Pick out each line in the records below that contains the string "beach" and copy those lines. Case counts.
# Data in this exercise start
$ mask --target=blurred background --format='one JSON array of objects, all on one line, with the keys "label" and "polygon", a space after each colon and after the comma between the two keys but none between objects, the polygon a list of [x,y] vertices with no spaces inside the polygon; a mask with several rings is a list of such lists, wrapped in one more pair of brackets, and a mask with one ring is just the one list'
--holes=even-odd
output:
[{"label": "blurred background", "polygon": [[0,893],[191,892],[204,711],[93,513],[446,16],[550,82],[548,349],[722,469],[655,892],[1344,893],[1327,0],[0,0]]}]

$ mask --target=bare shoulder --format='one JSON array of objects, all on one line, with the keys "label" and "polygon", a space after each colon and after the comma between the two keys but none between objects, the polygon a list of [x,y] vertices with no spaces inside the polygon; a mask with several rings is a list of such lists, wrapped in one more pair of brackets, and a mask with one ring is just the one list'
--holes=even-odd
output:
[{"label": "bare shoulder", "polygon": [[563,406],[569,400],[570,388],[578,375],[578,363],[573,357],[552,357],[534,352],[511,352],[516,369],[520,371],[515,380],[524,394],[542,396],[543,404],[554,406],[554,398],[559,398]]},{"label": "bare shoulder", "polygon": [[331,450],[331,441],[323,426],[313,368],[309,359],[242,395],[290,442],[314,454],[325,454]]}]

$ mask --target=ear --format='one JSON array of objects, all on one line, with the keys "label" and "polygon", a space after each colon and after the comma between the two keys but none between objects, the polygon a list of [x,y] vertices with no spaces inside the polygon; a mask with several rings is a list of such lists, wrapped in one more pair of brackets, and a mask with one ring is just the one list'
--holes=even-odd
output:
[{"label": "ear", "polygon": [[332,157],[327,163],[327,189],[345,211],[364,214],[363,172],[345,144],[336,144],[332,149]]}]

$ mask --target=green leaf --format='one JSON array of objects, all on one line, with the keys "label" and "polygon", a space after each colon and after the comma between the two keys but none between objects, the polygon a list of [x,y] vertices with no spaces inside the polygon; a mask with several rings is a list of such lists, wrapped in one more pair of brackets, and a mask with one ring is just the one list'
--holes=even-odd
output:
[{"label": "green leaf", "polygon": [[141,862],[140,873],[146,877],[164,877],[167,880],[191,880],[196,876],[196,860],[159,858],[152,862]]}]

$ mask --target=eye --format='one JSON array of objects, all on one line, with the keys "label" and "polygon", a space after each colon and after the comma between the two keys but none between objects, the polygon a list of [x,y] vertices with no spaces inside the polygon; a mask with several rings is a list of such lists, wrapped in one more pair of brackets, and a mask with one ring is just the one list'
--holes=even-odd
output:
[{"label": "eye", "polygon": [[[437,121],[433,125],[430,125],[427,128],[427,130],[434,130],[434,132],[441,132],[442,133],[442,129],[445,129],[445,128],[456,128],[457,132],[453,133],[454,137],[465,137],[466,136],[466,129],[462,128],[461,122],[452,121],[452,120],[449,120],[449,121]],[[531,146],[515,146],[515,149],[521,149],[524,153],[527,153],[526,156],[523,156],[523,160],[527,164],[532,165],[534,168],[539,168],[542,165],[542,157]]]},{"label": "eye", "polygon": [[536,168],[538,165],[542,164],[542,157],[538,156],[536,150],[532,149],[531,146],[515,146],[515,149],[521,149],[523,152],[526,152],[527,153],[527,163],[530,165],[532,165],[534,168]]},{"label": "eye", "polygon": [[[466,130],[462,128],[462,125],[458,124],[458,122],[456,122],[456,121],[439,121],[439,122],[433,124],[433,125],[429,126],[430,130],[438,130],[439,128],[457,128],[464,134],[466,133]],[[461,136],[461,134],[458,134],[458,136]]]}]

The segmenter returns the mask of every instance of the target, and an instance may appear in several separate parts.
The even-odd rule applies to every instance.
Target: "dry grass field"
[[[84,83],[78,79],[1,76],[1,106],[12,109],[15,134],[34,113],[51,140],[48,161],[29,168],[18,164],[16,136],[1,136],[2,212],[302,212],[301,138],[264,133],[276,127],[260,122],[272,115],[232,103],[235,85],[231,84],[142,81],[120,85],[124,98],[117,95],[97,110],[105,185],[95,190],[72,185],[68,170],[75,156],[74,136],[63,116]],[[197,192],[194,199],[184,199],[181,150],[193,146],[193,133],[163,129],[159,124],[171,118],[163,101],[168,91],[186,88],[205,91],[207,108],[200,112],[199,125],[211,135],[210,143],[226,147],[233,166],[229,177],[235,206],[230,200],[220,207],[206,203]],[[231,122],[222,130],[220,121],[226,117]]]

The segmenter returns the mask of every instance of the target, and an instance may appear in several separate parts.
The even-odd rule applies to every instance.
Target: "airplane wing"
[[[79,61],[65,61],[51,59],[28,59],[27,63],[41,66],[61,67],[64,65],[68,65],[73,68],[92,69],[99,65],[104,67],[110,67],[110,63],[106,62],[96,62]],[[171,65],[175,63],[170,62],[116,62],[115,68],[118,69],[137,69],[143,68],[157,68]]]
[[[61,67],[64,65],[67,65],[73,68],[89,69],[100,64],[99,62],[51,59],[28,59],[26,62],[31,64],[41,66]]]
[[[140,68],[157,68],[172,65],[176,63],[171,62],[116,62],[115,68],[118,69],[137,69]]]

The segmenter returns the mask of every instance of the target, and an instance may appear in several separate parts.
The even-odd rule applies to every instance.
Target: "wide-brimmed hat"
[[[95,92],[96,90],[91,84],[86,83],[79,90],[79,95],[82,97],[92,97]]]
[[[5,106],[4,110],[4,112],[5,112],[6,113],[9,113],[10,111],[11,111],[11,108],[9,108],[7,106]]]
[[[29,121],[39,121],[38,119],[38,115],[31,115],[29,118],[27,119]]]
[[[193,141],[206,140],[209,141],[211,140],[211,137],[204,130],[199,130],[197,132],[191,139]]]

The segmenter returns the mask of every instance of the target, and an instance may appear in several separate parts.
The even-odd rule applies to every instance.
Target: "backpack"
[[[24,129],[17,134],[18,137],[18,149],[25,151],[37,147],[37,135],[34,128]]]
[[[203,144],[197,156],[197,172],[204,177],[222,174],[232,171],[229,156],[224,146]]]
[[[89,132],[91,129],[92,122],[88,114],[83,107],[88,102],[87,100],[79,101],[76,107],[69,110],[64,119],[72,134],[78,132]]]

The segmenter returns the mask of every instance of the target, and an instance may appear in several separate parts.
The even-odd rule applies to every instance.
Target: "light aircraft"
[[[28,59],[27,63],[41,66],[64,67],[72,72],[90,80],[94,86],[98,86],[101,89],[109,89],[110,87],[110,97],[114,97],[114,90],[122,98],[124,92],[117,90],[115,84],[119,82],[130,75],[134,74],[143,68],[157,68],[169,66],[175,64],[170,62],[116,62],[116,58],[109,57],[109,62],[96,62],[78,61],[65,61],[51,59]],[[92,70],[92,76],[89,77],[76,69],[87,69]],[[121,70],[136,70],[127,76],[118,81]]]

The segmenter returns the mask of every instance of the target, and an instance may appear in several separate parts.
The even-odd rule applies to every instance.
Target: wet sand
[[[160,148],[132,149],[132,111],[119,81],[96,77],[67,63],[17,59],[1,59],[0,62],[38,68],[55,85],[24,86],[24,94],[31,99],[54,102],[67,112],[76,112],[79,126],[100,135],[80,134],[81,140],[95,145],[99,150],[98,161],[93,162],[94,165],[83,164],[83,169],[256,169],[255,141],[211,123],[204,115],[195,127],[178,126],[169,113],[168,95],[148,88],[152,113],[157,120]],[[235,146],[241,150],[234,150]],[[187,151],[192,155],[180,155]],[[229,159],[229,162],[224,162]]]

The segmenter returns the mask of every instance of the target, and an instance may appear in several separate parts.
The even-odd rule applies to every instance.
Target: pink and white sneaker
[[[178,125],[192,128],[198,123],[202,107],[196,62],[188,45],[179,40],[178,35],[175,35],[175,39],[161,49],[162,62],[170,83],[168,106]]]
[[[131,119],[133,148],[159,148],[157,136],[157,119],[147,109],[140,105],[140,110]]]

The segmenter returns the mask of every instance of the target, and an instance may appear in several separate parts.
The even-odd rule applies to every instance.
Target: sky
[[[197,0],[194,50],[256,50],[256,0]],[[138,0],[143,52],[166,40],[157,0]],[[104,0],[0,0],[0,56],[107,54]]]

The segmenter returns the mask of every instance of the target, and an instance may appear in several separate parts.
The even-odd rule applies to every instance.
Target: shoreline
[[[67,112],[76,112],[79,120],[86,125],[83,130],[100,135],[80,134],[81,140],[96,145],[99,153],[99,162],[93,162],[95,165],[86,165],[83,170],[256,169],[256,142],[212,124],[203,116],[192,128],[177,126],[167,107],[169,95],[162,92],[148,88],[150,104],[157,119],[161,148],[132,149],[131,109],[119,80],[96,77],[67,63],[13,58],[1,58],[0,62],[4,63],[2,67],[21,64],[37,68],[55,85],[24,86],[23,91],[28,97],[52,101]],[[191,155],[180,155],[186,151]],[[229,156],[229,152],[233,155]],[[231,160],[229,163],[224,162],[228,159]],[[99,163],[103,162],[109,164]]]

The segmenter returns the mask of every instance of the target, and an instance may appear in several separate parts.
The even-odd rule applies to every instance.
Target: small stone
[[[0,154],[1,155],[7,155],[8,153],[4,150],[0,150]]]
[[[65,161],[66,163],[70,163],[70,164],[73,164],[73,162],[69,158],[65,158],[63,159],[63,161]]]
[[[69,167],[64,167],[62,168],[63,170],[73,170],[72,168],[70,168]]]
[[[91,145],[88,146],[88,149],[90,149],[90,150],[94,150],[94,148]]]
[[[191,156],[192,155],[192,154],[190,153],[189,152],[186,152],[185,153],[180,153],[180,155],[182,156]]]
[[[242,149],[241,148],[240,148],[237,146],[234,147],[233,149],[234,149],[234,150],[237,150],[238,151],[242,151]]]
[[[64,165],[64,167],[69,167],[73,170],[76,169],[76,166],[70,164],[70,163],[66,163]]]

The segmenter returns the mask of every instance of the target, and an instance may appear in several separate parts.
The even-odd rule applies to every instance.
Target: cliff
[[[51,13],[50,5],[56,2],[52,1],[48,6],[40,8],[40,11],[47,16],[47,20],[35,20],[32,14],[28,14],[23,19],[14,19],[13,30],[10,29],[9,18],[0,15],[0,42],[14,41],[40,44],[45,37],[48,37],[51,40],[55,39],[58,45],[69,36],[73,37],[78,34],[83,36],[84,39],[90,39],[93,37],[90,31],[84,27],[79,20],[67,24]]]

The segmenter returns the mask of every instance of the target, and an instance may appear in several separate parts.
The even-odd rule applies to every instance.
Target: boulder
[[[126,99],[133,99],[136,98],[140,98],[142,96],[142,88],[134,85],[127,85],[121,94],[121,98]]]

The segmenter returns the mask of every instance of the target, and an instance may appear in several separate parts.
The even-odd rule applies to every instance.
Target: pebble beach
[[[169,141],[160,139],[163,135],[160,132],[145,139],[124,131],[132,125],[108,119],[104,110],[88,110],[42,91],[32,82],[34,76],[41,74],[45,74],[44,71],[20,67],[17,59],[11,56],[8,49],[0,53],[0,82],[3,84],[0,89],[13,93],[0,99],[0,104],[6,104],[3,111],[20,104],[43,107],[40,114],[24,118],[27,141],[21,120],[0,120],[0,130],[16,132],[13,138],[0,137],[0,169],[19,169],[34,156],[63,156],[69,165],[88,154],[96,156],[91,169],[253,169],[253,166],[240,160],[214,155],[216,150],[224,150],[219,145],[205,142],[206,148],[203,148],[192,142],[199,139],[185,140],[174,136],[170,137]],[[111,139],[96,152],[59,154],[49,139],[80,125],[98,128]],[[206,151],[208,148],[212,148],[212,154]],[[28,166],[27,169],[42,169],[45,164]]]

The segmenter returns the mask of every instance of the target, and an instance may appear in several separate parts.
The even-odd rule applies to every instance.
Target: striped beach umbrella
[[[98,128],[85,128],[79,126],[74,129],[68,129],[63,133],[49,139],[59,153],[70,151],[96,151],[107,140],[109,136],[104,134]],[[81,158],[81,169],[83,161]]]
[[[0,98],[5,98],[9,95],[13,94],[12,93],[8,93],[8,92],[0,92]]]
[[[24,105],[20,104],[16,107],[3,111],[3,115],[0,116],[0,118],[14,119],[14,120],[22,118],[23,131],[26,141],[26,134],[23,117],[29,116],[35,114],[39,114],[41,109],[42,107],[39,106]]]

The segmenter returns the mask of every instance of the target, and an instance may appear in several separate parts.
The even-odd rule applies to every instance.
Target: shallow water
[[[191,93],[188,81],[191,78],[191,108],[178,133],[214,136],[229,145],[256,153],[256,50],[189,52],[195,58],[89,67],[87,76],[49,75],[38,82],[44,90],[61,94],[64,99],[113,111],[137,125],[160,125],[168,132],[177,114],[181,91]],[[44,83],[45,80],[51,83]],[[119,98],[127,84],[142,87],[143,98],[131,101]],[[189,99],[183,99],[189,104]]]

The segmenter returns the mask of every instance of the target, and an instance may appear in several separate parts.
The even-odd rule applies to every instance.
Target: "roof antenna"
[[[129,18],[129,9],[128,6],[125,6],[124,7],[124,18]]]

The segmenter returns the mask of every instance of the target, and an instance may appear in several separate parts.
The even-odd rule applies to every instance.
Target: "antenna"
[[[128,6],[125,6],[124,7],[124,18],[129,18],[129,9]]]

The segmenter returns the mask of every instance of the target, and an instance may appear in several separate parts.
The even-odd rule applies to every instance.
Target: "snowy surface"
# Data in this exercise end
## Output below
Target: pebble beach
Target: striped beach umbrella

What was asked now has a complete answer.